(DATASET EXTRACT begins)
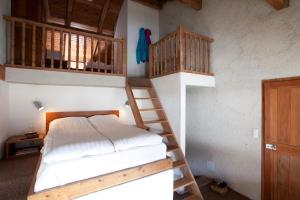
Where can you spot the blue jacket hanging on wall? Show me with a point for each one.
(142, 48)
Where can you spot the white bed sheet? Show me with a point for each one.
(123, 136)
(63, 172)
(74, 137)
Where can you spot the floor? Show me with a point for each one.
(16, 176)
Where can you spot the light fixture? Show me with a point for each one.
(38, 105)
(126, 104)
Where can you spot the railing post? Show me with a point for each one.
(12, 41)
(125, 57)
(180, 50)
(209, 57)
(150, 61)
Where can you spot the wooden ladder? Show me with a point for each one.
(187, 180)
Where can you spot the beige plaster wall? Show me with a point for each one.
(252, 42)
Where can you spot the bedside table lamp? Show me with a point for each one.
(38, 105)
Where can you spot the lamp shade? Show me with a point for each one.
(126, 103)
(38, 105)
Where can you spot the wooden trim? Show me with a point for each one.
(61, 70)
(50, 116)
(96, 184)
(2, 72)
(10, 18)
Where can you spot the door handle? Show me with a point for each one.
(272, 147)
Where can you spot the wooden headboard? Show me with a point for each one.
(50, 116)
(DATASET EXTRACT ends)
**WHAT IS NEEDED**
Could the entries above be returned verbatim, with no pictures included?

**SOLUTION TO THE EXERCISE**
Where can you spot the blue jacket hanging on wall? Show me with a point for each one.
(142, 48)
Where can you spot the white bed sheet? Show me with a point for each one.
(123, 136)
(63, 172)
(74, 137)
Where can you spot the floor? Show me with a point for each one.
(16, 176)
Where can you spot the light fixture? Show me with a point for each one.
(38, 105)
(126, 104)
Where can you spot the railing post? Show me with a point for each one.
(12, 41)
(125, 57)
(180, 50)
(209, 57)
(150, 61)
Where can you spot the wooden ladder? Show me with a point for each one.
(187, 180)
Where can you spot the beige plaster wall? Show me with a point for each one.
(252, 42)
Where can you spot the bedside table lamp? Show me with a point for each one.
(38, 105)
Where can you spot the lamp shade? Show me with a point for each one.
(126, 103)
(38, 105)
Where can you spot the wooden trim? Show me with a point for each one.
(61, 70)
(50, 116)
(96, 184)
(2, 72)
(10, 18)
Where can you spot the door handle? Show me with a point for each one.
(272, 147)
Where can you spot the wooden headboard? Show me with a point for each one.
(50, 116)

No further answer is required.